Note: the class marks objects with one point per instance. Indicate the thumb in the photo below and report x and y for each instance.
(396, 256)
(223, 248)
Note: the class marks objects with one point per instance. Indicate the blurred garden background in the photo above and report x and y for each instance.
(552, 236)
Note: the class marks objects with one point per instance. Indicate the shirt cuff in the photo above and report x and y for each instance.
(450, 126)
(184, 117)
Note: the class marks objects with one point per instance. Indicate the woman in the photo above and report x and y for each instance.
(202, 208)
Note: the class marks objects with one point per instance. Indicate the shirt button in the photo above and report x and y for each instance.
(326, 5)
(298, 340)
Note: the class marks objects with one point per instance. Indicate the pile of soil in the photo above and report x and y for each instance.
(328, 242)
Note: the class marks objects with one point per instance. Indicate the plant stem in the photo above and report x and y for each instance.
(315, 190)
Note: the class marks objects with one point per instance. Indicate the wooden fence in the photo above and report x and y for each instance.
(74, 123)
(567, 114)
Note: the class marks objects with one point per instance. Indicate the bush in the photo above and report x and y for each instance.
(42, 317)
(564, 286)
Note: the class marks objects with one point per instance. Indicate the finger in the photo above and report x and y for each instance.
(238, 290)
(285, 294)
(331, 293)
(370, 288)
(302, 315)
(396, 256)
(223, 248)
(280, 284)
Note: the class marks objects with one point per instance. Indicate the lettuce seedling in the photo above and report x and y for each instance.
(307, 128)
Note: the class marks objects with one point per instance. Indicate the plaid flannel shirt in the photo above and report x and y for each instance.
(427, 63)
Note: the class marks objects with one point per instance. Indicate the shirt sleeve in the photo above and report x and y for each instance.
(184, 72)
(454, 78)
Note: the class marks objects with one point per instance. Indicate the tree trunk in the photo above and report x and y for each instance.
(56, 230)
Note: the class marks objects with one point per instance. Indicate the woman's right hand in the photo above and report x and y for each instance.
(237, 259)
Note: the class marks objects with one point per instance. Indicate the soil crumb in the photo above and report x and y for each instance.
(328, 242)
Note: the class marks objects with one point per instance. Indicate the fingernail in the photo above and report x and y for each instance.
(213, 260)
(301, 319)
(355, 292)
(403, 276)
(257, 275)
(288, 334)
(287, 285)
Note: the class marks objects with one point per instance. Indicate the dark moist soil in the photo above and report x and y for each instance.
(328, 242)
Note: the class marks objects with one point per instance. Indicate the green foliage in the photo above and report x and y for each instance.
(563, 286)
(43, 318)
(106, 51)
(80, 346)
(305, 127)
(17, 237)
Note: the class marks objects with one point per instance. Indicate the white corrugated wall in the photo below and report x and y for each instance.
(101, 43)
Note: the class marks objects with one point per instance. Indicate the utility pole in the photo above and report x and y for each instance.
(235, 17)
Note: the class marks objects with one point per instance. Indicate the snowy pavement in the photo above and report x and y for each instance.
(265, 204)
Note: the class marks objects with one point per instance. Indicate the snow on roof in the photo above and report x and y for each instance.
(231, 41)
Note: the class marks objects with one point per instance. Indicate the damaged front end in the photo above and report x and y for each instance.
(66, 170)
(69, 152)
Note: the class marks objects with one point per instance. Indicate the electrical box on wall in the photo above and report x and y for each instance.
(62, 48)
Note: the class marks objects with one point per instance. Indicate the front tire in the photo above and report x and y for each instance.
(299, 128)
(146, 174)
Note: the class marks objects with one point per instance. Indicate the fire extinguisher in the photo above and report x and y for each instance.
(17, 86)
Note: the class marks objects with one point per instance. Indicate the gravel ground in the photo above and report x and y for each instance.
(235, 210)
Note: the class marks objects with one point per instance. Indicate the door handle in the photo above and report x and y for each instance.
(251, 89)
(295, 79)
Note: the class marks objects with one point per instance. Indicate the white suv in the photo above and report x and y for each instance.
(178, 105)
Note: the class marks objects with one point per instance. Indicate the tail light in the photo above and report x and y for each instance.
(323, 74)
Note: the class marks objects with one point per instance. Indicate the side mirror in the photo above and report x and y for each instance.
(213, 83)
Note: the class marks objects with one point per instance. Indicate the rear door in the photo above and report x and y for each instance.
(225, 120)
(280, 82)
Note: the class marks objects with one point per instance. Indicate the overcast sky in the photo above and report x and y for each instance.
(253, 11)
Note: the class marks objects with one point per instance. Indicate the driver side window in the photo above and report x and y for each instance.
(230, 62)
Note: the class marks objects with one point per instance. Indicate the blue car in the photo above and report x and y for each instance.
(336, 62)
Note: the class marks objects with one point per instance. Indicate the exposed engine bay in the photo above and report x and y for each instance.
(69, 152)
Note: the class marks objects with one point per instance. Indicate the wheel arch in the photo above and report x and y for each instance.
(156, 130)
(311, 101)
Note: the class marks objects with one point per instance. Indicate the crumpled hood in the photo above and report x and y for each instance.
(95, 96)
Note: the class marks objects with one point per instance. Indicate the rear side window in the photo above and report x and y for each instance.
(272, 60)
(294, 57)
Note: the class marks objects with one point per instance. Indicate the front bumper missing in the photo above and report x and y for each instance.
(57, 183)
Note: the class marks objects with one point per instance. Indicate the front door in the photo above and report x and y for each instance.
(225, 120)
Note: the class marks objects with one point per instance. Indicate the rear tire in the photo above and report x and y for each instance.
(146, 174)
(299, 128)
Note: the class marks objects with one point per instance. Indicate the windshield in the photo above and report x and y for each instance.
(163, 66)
◇ ◇ ◇ ◇ ◇
The entries shown above must be restated word for word.

Note: the class marks objects with one point per instance. Indicate the thumb in the photo below and report x and y for each instance.
(396, 256)
(223, 248)
Note: the class marks objects with one point per instance. Indicate the blurred garden background in the photo above and report x and y for each instance.
(552, 236)
Note: the class marks objects with one point per instance. Indicate the shirt cuff in the photo above and report x and y for each instance.
(450, 126)
(184, 117)
Note: the class marks objects with one point per instance. Indicate the woman in the photo above and report x and y for each instance.
(202, 208)
Note: the class marks objects with one point per instance. Indicate the shirt button in the photo above and report x and y for each instance.
(326, 5)
(298, 340)
Note: the class marks objects with one point per instance. Indicate the pile of soil in the photo above and report x and y for each instance.
(328, 242)
Note: the class marks objects with one point per instance. Indicate the plant stem in the photo above and report x and y for each instance.
(315, 190)
Note: the class marks objects with one point per instance. Indicate the wooden fence in the photo above and report x and y for each instance.
(74, 123)
(567, 114)
Note: the class marks objects with one point per instance. Indicate the bush in the photo above and report x and y for each instance.
(42, 317)
(564, 286)
Note: the class marks objects with one point per instance. Indicate the finger in the photo above and report x and y for each instance.
(238, 290)
(285, 294)
(331, 293)
(370, 288)
(302, 315)
(396, 256)
(223, 248)
(280, 284)
Note: the class marks objects with one point per instance. Indicate the lettuce seedling in the photo above and report x and y for each instance.
(307, 128)
Note: the class marks objects with one point per instance. Indicate the plaid flannel shirt in the photo above and report x and y for each instance.
(427, 63)
Note: the class marks objects with one point per instance. Indicate the shirt sleeve in the photo above and report x and y for each instance.
(184, 72)
(454, 78)
Note: the class marks objects with one point per instance. Indicate the tree trunk in the photo above and report x and y for each instance.
(56, 230)
Note: the class marks objects with one point per instance. Indicate the woman's right hand in the photo above and report x and y for each instance.
(237, 259)
Note: the class marks objects with one point per instance. Indicate the soil crumb in the photo above and report x and y for each instance.
(328, 242)
Note: the class marks objects with one point per instance. Indicate the fingernail in the photo above and report x and y for each instance.
(213, 260)
(301, 319)
(355, 292)
(403, 276)
(257, 275)
(288, 334)
(287, 285)
Note: the class marks objects with one point per instance. Indicate the dark moist soil in the photo above and report x and y for each instance.
(328, 242)
Note: the class marks objects with one point per instance. Indicate the green foliage in the photo above and report x and y for each instance.
(563, 286)
(43, 318)
(106, 51)
(80, 346)
(305, 127)
(17, 237)
Note: the class marks objects with one point per instance. Indicate the white corrugated wall in the photo below and report x and y for each instance.
(101, 43)
Note: the class marks objects with one point per instance. Indicate the utility pole in the photo above and report x and y for each instance.
(235, 17)
Note: the class marks objects with one point per instance. Indicate the snowy pavement in the photo above and report x and y for each instance.
(265, 204)
Note: the class marks objects with one point per instance. Indicate the snow on roof in the photo above and report x and y for each instance.
(231, 41)
Note: the class marks objects with one point per instance. Indicate the damaged front end in the photo above and report x and y for each instance.
(66, 170)
(69, 152)
Note: the class marks objects with one point per instance. Indicate the electrical box on wall in the photo above and report x and y for each instance.
(62, 48)
Note: the class marks objects with one point per instance. Indicate the front tire in the photo above and report x and y for each instance.
(299, 128)
(146, 174)
Note: the class marks objects with one point per instance. Indicate the fire extinguisher in the photo above and report x and y for each instance.
(17, 86)
Note: the class marks objects with one point per instance. Indicate the gravel ground in the photo above and report x and y for each instance.
(235, 210)
Note: the class marks objects with one point per instance. Indicate the door handle in the photo above and report x and y for each instance.
(251, 89)
(295, 79)
Note: the class marks objects with one point per instance. Indicate the white suv in the photo above and report x and y for each instance.
(178, 105)
Note: the class marks objects with one point per instance. Indicate the tail light in the photo above and report x and y for each instance.
(323, 74)
Note: the class marks objects with one point per instance. Indicate the side mirror in the photo above and report x and y for each instance.
(213, 83)
Note: the class marks objects with one point per instance. Indicate the rear door in the photo above and report x and y for each instance.
(225, 120)
(280, 82)
Note: the class marks objects with one point per instance. Indicate the overcast sky in the photo above and report x and y for each instance.
(253, 11)
Note: the class marks objects with one point per instance. Indicate the driver side window in the photo above and report x and y for each instance.
(230, 62)
Note: the class marks objects with one point per instance. Indicate the blue car in the photo above and report x and y for each instance.
(336, 62)
Note: the class marks objects with one point per instance. Indicate the exposed engine bay in the photo above and report x and y for each instance.
(69, 152)
Note: the class marks objects with one point per instance. Indicate the wheel arch in the photo above and report x and y for each instance.
(156, 130)
(311, 101)
Note: the class marks objects with one point per instance. Indicate the crumpled hood in the photo above and report x and y for each instance.
(95, 96)
Note: the class marks objects with one point per instance. Indicate the rear side window in the photo above and report x and y for each instance.
(272, 60)
(294, 57)
Note: the class marks objects with one point per instance. Indicate the front bumper missing in the photo above and report x and y for each instance.
(57, 183)
Note: the class marks objects with one point per instance. Indicate the front door in the photo above and report x and y for each instance.
(225, 120)
Note: the class marks objects with one point per instance. Indicate the rear tire in the photo above and report x and y for each instance.
(146, 174)
(299, 128)
Note: the class marks objects with one point per instance. Indicate the windshield in the photo above and report x and y for each instance.
(163, 66)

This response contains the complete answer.